**GIVEN PROBLEM**
Word for word, transcribe the lines from the one containing "Mark the rooftop" through the end of the entries, both included, and nothing else.

=-=-=

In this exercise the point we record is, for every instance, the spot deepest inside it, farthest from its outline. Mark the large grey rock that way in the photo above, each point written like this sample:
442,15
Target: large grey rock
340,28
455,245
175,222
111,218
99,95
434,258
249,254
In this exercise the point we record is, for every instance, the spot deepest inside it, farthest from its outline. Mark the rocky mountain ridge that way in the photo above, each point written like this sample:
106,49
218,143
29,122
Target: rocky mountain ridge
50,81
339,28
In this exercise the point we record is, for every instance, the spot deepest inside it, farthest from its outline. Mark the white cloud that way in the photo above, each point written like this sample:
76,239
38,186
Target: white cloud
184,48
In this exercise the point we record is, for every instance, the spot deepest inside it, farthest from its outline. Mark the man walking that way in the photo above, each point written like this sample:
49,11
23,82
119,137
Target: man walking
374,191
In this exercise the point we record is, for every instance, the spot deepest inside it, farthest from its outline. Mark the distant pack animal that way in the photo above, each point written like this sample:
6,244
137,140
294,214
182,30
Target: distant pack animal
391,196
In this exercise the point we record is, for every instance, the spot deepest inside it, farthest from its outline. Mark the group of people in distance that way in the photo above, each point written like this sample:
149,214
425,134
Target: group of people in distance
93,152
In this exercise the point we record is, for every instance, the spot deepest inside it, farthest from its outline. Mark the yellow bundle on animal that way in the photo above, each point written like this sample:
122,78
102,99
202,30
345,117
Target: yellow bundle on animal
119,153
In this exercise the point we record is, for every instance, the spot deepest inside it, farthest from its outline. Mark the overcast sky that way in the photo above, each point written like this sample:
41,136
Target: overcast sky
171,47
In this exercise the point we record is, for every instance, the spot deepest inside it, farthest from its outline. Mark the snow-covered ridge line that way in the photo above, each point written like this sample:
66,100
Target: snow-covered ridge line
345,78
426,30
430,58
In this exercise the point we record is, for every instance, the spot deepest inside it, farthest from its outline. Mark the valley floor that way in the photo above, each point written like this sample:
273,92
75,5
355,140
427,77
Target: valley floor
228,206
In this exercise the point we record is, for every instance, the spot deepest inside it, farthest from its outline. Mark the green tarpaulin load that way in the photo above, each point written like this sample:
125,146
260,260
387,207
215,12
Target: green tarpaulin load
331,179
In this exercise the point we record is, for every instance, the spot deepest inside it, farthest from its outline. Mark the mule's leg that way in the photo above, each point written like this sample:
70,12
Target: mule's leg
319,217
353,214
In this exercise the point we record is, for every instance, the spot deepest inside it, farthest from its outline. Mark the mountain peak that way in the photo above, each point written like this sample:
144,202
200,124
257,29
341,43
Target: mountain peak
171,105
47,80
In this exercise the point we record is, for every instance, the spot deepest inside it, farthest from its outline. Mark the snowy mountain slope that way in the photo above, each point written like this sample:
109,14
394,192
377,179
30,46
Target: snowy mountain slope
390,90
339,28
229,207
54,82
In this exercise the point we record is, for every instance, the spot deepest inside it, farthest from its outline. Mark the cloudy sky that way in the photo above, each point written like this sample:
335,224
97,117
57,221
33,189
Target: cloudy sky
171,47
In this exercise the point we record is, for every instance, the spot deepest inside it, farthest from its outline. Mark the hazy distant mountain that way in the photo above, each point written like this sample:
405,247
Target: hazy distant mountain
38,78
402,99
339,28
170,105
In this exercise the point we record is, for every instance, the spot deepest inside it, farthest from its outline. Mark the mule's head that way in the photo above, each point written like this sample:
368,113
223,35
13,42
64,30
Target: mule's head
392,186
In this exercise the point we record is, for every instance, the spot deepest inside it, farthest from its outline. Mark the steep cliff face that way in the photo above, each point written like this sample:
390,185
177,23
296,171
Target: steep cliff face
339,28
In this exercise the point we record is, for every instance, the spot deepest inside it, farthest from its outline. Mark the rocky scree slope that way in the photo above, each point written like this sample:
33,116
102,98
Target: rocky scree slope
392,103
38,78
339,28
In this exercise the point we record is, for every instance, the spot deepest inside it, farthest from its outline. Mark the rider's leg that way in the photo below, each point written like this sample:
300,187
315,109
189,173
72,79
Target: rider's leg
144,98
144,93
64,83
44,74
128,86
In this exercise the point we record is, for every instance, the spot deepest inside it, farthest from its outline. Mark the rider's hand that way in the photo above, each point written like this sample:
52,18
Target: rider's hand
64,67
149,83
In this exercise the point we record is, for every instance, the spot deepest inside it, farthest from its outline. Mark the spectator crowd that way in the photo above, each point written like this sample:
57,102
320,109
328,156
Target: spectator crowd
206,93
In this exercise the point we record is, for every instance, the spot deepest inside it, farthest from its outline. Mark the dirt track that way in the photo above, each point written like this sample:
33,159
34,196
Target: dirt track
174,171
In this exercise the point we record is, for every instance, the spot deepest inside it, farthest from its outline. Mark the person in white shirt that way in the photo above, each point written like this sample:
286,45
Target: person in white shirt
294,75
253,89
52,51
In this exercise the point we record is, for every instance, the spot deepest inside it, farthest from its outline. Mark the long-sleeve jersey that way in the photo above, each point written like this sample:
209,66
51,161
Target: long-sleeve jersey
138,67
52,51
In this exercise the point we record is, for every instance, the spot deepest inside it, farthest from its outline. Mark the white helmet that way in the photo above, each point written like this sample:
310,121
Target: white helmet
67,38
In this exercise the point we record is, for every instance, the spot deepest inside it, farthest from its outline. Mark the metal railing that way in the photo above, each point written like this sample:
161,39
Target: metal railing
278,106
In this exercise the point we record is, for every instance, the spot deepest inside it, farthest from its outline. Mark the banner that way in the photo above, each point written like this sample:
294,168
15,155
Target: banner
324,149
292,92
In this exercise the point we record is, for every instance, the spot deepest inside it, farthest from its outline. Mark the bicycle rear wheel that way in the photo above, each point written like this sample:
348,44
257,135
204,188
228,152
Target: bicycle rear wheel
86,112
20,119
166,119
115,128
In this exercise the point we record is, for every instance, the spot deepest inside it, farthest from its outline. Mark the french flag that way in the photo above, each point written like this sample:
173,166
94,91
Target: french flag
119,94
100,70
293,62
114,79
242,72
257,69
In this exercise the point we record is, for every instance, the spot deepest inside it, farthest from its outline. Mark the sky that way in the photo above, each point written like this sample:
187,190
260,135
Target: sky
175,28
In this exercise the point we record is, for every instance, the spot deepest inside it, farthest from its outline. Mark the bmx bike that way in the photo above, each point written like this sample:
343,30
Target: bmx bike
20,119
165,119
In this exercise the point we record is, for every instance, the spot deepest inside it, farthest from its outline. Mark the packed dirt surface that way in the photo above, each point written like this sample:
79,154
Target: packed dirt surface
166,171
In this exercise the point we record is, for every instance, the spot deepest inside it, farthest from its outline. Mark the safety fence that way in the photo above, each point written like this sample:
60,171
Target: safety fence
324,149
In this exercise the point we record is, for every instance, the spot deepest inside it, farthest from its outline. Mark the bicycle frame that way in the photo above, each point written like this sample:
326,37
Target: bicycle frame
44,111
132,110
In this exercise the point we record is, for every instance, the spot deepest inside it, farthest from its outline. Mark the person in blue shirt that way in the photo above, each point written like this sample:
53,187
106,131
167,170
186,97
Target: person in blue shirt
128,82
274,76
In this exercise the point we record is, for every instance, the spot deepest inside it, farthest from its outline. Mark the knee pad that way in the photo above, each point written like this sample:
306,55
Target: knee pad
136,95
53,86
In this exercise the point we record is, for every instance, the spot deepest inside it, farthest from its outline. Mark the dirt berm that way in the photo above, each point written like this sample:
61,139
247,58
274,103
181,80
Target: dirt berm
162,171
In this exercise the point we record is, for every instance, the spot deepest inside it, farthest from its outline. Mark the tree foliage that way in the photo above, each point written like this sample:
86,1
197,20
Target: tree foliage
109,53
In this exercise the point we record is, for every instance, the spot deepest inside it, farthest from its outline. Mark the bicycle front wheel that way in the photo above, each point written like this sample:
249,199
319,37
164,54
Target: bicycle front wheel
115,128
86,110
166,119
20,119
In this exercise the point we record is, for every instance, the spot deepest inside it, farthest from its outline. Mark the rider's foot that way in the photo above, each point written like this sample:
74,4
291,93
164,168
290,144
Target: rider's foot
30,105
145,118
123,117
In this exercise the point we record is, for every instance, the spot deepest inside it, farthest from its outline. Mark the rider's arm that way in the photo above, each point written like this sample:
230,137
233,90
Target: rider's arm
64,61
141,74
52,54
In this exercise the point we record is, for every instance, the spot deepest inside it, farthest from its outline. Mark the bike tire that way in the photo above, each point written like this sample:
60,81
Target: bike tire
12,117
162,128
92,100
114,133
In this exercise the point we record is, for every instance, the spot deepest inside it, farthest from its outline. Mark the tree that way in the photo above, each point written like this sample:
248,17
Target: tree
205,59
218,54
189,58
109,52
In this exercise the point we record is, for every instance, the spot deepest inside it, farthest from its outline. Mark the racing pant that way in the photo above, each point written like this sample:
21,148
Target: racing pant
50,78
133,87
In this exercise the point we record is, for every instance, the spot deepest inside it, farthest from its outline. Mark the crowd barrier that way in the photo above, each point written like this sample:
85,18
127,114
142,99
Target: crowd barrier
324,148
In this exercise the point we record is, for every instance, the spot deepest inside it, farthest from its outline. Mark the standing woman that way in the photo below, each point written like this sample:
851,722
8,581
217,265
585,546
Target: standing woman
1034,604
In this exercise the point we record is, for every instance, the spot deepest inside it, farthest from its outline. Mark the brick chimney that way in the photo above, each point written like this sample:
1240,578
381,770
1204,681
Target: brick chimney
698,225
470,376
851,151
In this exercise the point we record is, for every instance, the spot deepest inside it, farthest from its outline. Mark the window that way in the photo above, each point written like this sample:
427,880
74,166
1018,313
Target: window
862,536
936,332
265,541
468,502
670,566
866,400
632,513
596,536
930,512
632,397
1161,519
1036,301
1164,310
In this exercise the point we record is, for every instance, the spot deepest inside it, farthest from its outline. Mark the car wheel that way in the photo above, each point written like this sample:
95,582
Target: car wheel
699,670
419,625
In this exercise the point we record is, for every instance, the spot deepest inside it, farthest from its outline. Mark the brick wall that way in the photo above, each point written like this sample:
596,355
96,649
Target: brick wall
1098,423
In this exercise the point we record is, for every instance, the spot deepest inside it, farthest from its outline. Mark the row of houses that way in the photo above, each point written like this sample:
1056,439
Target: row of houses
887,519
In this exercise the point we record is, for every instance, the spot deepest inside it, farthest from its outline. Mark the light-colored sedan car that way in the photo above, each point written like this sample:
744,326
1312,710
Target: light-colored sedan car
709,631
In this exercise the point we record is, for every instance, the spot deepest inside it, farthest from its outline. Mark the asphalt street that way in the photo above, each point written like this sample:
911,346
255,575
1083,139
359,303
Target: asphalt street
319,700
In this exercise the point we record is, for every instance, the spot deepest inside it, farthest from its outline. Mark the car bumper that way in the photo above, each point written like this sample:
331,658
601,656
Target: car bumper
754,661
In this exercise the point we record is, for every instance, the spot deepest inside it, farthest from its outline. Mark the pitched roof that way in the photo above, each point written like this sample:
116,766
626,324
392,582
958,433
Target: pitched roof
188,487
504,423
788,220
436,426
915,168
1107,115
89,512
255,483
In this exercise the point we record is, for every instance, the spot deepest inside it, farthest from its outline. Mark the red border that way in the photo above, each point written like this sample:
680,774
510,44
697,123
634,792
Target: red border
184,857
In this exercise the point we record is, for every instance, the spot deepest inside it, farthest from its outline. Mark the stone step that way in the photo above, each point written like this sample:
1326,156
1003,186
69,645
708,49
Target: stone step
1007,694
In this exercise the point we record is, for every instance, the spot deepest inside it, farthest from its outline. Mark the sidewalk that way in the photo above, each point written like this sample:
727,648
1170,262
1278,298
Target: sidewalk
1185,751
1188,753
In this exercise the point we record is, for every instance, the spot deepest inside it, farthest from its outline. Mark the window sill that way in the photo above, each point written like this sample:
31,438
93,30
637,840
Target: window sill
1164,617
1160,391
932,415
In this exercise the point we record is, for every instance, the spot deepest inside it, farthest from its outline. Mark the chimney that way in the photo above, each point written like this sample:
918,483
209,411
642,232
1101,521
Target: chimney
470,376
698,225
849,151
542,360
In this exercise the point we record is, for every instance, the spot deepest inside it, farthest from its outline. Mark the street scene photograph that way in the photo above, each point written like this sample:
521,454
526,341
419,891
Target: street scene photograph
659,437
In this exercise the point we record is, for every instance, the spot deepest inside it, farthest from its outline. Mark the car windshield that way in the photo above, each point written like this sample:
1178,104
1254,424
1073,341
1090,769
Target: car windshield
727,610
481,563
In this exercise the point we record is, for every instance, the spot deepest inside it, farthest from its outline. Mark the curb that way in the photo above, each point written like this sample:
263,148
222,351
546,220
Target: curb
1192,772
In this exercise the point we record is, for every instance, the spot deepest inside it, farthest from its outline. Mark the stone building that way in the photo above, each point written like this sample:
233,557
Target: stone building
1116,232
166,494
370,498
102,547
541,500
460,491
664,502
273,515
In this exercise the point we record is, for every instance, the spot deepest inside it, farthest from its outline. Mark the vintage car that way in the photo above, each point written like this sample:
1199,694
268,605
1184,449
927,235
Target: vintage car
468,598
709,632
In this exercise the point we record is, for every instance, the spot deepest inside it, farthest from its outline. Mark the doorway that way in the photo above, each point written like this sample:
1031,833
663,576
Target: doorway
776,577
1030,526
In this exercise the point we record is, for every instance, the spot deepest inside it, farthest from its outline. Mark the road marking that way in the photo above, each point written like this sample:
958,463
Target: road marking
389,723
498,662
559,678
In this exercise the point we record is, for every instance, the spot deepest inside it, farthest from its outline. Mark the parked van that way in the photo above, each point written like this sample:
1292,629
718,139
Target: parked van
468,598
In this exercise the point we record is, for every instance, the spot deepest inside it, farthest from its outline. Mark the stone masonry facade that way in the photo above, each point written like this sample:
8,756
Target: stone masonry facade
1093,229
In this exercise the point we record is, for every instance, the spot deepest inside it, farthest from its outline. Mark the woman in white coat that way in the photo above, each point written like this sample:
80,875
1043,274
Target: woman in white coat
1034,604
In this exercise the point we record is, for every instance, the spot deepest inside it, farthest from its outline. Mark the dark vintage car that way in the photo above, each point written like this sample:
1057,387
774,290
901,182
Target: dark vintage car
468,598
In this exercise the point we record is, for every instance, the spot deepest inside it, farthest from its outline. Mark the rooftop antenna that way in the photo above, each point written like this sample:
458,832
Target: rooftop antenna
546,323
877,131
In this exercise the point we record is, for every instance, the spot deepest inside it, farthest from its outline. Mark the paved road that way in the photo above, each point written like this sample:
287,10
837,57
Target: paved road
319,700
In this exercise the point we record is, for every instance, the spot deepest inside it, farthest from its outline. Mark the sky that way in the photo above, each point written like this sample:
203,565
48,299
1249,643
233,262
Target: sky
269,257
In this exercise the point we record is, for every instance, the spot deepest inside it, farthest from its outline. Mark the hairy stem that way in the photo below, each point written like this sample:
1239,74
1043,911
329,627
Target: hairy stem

=-=-=

**COMPLETED EXERCISE**
In this exercise the point we record is, for every instance, the spot deepest inside it, farthest from its outline. Mark the rooftop antenna that way in the photo above, each point written like this sample:
458,832
Target: rooftop antenna
546,323
877,131
In this exercise the point we record is, for every instance, the spot deepest inside it, farthest from its outline. Mark the paved road that way in the photo above, each point written like this sample:
287,10
837,57
Target: paved road
319,700
In this exercise the point we record is, for every instance, the spot deepest inside it, farthest from its outline. Mark the sky that way in the photo above, each point written like this sample:
203,565
48,299
1249,643
233,262
Target: sky
269,257
In this exercise the point we record is, for every instance, the spot deepest inside it, farthest from its outline. Mark the hairy stem that way in the photo below, each point written like this sample:
1239,74
1043,911
329,627
Target: hairy stem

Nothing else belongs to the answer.